▶ _Data for review_:
———

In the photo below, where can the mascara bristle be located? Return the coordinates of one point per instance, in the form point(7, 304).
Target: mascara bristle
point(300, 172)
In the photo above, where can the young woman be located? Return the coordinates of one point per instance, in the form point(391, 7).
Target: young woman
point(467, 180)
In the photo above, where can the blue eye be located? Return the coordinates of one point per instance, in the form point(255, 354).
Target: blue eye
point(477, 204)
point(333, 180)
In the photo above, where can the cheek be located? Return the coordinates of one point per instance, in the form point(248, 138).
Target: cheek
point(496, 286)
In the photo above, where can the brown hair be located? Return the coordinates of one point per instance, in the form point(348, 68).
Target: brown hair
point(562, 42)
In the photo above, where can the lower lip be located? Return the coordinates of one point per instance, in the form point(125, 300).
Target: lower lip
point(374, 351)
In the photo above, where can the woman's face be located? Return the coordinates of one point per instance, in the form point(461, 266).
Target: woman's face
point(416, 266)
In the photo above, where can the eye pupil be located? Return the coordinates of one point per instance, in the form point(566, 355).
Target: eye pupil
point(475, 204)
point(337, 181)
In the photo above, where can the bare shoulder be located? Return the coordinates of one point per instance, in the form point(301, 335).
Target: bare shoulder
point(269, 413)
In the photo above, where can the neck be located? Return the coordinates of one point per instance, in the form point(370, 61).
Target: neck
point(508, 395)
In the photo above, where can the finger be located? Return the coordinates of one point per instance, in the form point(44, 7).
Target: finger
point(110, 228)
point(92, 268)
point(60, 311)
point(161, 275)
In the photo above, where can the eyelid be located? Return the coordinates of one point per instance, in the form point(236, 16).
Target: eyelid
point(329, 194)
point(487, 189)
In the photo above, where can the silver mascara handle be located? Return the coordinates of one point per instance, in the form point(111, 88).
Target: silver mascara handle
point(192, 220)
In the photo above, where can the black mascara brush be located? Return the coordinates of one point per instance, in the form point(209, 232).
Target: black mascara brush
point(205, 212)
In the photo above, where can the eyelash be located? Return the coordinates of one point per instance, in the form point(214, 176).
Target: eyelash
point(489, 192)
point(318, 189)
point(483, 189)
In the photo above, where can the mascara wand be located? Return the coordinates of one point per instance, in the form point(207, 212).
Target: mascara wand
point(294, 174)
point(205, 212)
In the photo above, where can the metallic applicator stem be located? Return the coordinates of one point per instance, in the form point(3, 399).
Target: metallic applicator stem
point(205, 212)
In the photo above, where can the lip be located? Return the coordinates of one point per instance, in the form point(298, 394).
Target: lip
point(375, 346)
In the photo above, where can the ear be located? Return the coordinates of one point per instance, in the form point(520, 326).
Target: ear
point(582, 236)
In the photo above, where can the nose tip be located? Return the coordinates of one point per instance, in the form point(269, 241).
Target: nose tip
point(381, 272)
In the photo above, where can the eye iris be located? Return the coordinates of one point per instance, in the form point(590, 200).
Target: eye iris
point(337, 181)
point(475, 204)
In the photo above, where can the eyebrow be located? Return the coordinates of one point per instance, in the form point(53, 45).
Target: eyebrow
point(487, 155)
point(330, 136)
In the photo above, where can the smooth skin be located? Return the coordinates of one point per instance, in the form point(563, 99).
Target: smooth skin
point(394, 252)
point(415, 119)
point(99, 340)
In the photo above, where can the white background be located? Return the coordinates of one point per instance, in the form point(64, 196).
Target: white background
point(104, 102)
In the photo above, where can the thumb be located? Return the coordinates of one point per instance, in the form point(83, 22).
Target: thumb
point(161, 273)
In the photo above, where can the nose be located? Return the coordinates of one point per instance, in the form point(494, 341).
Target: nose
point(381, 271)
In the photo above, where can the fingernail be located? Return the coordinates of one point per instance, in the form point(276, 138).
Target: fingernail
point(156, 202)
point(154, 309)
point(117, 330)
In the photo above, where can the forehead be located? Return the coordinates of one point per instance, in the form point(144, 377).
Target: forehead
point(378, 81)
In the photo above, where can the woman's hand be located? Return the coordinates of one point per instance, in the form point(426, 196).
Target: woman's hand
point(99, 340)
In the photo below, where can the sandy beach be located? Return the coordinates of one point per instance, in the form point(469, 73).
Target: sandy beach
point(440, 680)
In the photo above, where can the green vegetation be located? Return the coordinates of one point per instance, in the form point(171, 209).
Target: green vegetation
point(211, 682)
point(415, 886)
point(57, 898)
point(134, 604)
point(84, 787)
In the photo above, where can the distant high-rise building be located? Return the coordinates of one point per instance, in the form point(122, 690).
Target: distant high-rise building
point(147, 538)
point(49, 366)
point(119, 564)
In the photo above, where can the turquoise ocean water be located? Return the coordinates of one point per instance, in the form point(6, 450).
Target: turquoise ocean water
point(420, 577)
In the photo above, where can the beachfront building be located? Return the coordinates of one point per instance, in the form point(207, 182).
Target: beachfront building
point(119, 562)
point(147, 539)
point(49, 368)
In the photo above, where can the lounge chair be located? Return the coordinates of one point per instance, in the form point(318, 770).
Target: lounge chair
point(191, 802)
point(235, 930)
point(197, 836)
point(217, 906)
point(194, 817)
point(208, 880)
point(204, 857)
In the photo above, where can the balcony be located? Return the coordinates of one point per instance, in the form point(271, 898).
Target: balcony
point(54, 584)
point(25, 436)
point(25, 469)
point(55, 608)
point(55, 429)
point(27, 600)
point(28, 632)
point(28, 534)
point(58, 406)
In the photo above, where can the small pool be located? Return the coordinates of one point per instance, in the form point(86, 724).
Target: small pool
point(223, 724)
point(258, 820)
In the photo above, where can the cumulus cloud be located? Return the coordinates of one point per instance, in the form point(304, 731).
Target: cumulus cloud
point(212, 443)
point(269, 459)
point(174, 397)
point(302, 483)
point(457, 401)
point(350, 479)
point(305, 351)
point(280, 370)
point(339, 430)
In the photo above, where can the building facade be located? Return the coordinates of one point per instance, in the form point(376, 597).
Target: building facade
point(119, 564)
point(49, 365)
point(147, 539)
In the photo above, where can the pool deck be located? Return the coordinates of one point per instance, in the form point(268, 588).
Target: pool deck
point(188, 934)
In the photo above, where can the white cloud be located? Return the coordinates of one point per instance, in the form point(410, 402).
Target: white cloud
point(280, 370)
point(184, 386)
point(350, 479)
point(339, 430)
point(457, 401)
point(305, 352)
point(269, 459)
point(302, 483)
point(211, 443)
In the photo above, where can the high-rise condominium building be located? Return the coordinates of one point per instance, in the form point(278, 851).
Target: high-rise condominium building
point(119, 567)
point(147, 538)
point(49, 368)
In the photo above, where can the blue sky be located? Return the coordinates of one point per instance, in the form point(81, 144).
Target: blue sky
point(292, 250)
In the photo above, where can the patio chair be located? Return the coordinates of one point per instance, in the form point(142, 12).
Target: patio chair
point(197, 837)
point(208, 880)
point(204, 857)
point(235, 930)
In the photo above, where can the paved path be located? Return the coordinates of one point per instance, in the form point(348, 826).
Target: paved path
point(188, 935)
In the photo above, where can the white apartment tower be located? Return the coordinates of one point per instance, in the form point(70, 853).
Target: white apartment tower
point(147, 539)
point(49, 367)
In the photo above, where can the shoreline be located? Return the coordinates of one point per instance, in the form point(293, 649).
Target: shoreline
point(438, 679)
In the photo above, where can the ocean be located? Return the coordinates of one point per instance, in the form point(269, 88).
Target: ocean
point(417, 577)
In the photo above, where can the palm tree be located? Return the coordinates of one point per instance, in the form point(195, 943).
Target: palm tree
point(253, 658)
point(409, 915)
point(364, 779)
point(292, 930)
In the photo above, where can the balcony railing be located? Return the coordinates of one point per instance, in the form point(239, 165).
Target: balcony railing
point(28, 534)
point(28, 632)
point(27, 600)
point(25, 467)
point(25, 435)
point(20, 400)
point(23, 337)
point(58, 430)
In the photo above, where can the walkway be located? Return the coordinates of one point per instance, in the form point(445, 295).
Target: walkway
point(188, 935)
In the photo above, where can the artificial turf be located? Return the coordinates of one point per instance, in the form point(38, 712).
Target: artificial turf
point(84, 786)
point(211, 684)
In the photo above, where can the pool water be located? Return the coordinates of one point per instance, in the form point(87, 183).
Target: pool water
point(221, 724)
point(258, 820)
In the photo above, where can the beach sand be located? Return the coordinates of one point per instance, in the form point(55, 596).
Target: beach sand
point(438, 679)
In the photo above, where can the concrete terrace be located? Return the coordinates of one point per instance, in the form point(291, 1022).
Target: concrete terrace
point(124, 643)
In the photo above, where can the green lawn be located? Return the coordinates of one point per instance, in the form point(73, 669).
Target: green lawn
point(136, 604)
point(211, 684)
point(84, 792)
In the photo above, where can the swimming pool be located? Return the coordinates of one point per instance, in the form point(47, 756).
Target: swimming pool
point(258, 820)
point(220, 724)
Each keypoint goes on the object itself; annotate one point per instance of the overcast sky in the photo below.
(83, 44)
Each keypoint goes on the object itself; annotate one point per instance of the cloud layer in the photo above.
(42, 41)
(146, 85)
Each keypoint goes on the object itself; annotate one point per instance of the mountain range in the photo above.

———

▶ _Assignment_: Within the material above, copy exactly the lines from the line that holds "Target: fingernail" up to and including the line that holds "In the photo above, where can the woman's hand".

▶ _Result of this exercise_:
Target: fingernail
point(156, 202)
point(154, 309)
point(117, 330)
In the photo above, where can the forehead be located? Return the coordinates of one point per instance, in the form point(144, 377).
Target: forehead
point(378, 81)
In the photo above, where can the woman's hand be located? Return the coordinates of one point per instance, in the form point(426, 196).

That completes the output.